━━━ Texto de origem
A questão, portanto, não é mais de natureza científica, mas filosófica e sociológica. O fato é que para a maioria de nós a resposta científica não importa, uma vez que os termos podem ter várias conotações.
Afirmar que o homem é um animal tem pouco peso. É preciso ir além, questionando: o que distingue os humanos dos outros animais?
Esse é o grande problema que Linnaeus, no século XVIII, acreditava ter resolvido definitivamente. No seu Systema Naturae, cuja décima edição datada de 1758 é considerada o ponto de partida da nomenclatura zoológica moderna, o homem, gênero Homo, é classificado, entre os animais, na ordem dos Primatas — o "primeiro", noblesse oblige —, mas na companhia de três outros gêneros: Simia (macacos), Lemur (lêmures incluindo, para Linnaeus, o galeopithecus, um pequeno mamífero arbóreo planador da Indonésia) e Vespertilio (morcegos).
Esta escolha é significativa e faz de Linnaeus um pioneiro que, de certa forma, ultrapassou os conceitos da maioria dos seus sucessores do século XIX.
━━━━━━
━━━ Material de origem
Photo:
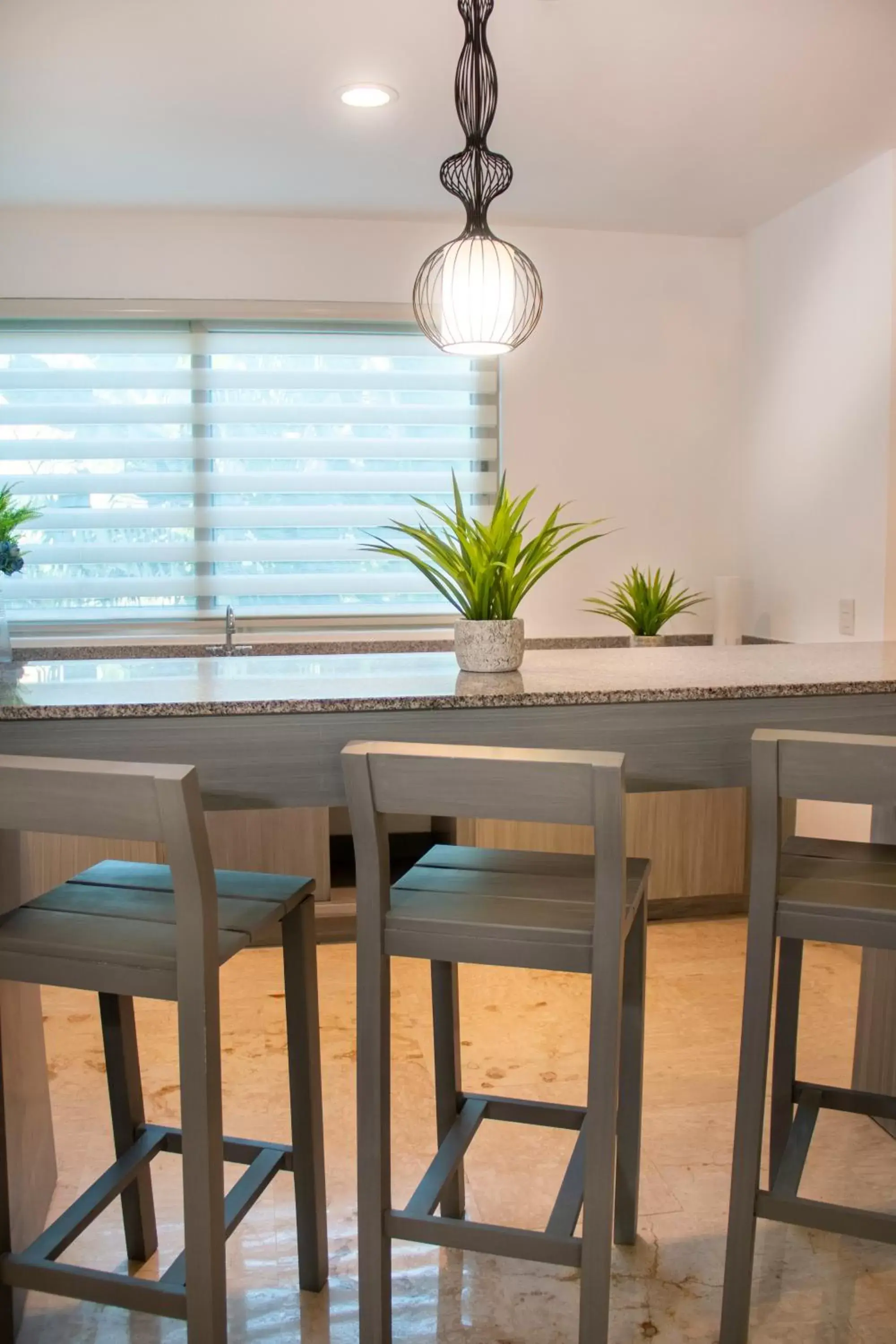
━━━━━━
## Tarefas
[1] Segundo o texto sobre Linnaeus, de que ano é a décima edição do Systema Naturae?
[2] Transcreva do texto sobre Linnaeus o trecho entre "A questão, portanto, não" e "dos outros animais?", inclusive.
[3] Liste os gêneros que, segundo o texto sobre Linnaeus, compõem a ordem dos Primatas no Systema Naturae.

## Resultados por tarefa
[1] 1758.

[2]
A questão, portanto, não é mais de natureza científica, mas filosófica e sociológica. O fato é que para a maioria de nós a resposta científica não importa, uma vez que os termos podem ter várias conotações.
Afirmar que o homem é um animal tem pouco peso. É preciso ir além, questionando: o que distingue os humanos dos outros animais?

[3] Homo, Simia, Lemur e Vespertilio.